Part of a data file:
○ ○ ○ ○ ○

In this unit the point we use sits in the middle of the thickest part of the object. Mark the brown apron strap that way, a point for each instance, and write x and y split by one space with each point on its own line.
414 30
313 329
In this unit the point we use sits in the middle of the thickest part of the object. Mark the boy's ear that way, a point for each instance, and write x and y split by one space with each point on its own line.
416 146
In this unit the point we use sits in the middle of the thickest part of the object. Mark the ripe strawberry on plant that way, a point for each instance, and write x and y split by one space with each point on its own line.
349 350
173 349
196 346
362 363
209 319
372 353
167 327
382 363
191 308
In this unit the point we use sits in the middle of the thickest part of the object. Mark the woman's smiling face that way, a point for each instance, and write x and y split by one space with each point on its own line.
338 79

○ ○ ○ ○ ○

Every line from the one holding "Mark the boy's" through the final line of the listing must be echoed exactly; leave out all other lines.

In this unit the point we use sits in the middle of the thickest part of the object. Mark the boy's ear that way, a point for each instance, and write x and y split by one space with each point on its own line.
416 146
In this unit the point we use sits in the middle of the thickest part of the object. Mark the ripe strawberry on plant that way, a point for each instance, and write x and y split by one space with each point on its own line.
349 350
173 349
196 346
362 363
209 319
372 353
167 327
382 363
191 308
In this unit the point we use sits in the middle of the thickest part of the object. Mark the woman's smiling face that way, a point for each instance, and write x and y split by one space with each point on its own line.
338 79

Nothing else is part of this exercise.